EXERCISE PROMPT —
Word-for-word transcription needed. Include every entry below but no pictures.

───

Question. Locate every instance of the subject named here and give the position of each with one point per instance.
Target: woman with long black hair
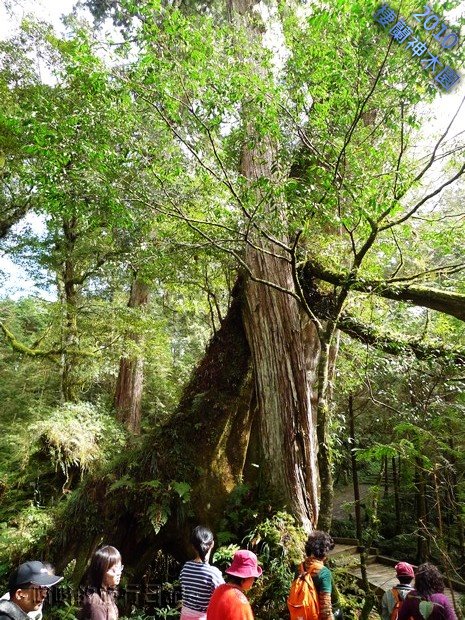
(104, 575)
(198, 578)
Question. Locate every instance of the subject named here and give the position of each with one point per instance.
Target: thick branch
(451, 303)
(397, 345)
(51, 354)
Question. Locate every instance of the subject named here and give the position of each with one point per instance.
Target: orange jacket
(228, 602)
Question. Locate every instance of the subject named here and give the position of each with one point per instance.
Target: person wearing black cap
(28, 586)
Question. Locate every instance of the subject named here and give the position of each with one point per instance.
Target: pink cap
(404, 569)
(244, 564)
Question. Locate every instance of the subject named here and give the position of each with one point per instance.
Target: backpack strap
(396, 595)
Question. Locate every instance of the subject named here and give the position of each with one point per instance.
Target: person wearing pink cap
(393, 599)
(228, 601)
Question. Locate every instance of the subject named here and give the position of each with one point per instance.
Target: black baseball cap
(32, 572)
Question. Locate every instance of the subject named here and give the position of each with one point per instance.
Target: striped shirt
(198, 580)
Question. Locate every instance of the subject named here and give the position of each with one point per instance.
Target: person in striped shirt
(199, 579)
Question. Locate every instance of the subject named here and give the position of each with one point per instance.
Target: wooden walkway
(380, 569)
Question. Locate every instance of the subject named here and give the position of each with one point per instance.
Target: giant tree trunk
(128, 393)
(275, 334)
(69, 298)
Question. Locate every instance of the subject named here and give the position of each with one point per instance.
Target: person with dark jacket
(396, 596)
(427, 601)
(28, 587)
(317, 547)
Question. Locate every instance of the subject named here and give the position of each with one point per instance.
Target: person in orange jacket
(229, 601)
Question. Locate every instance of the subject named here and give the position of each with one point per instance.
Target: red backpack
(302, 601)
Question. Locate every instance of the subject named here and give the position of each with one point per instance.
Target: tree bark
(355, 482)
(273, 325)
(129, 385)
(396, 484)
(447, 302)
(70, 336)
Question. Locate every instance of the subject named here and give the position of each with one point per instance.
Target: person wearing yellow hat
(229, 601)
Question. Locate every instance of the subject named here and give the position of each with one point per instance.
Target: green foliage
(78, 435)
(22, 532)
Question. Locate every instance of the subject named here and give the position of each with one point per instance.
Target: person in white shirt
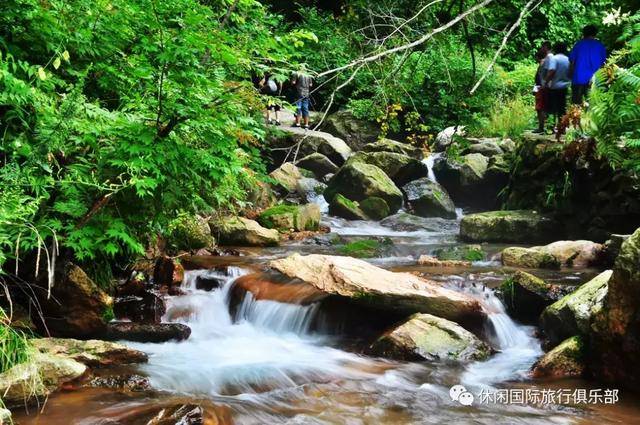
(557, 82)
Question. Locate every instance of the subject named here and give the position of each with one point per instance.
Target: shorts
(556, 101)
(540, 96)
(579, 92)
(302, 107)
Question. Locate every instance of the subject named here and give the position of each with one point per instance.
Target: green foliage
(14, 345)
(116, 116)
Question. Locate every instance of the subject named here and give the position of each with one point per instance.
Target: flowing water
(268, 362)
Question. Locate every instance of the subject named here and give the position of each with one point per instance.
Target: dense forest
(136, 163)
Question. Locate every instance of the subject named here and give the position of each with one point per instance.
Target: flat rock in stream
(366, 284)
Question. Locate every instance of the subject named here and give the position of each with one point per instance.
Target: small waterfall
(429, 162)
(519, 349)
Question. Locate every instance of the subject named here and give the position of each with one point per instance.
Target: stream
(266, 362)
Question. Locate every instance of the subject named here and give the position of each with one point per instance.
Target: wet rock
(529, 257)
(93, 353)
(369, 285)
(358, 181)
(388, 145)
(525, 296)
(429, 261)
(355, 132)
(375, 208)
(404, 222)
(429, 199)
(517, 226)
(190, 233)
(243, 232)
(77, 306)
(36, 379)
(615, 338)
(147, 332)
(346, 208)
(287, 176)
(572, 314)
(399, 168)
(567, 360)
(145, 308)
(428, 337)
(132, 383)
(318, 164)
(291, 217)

───

SOLVED EXERCISE —
Question. Locate every instance of the subject named here and give the position of each with one point per instance.
Target: woman with long black hair
(104, 575)
(198, 578)
Question. Locate every instance of the subject named here and give the position of each with one point per instance.
Target: thick branch
(451, 303)
(397, 345)
(51, 354)
Question. Locate every instance of the subject named here and give the position of each with one point per instance.
Target: orange jacket
(228, 602)
Question. Locate every instance of the subject named here and give the position of each with one point per instance.
Target: person wearing black cap
(28, 586)
Question. Locate every instance of the subject named here and give the position of each with one point per instance.
Target: pink cap
(404, 569)
(244, 564)
Question. Locate every instance of the subject named here and give the position of each with one point per instance.
Target: backpack strap
(396, 595)
Question. Locate every instance of the subject named here and give the position of each with one point per instance.
Target: person wearing pink cap
(393, 599)
(228, 601)
Question. Locate every instance of the subject named here and give the position of each with one point per instance.
Target: black baseball cap
(32, 572)
Question. Locate every instance of the subject named here and give the position of each with one point per instance.
Target: striped shirt
(198, 580)
Question. Locate every instance of the subject named here and give the position of each with one point per instance.
Target: person in striped shirt
(199, 579)
Question. Locate every instance of the subject named here and give the position of each with one point per instance.
Target: wooden walkway
(380, 569)
Question. Locate every instance of the subject named here and give the position of each with one point per instance.
Target: giant tree trunk
(128, 393)
(275, 334)
(69, 298)
Question. Locate every instance of the subject named here and give the position of each with one point per instance.
Target: person with dark jacket
(396, 596)
(427, 601)
(28, 587)
(317, 547)
Question. Locate every instance of the subject named here and give the position of each with one point per instance.
Target: person in orange jacket
(229, 601)
Question. Locate every instance of the subject named here and give the position of each with one point per instance.
Target: red backpack
(302, 601)
Question. Locate every instance of the subject named here and give the position of each with one point per instance.
Target: tree bark
(355, 482)
(273, 325)
(129, 385)
(396, 484)
(447, 302)
(70, 336)
Question. Locate every instance of the subject named here and give the position of each with one point per instance.
Target: person wearing yellow hat
(229, 601)
Question. Locate every instance of the subject named here and give the position of each with one point per instance.
Target: green foliage
(78, 435)
(22, 532)
Question. Locate every instance of the subject named here and give the position of each with one point per instance.
Target: person in white shirt
(557, 82)
Question. Locate every instance of the subject named here and give the position of each with one point per instance.
Target: shorts
(556, 101)
(540, 96)
(579, 92)
(302, 107)
Question. Locate every instance of the subject named here and give the position of each with one point per instance.
Target: green foliage
(14, 345)
(116, 116)
Question. Locate every instance of the subject named here and give the position of each with one point per instance.
Target: flowing water
(268, 362)
Question. Locate every instance of the subject named here and give the position of each with one point per instance.
Target: dense forest
(136, 163)
Question. Locate every instance of the subject named here and give the position of each with one point per instance.
Target: flat rock in stream
(366, 284)
Question. Locate every instance of the subject named here and give the position of each with one point per instance.
Target: small waterfall
(429, 162)
(519, 349)
Question. Locate every instance of the subject named here and give the position of each with one point per instance.
Target: stream
(266, 362)
Question. Locate every instance of the subject named here and give the position of each with one point per instance.
Target: wet rock
(529, 257)
(93, 353)
(369, 285)
(358, 181)
(388, 145)
(525, 296)
(429, 261)
(355, 132)
(375, 208)
(404, 222)
(429, 199)
(517, 226)
(190, 233)
(243, 232)
(77, 306)
(36, 379)
(615, 338)
(147, 332)
(346, 208)
(287, 176)
(572, 314)
(399, 168)
(567, 360)
(145, 308)
(428, 337)
(132, 383)
(318, 164)
(291, 217)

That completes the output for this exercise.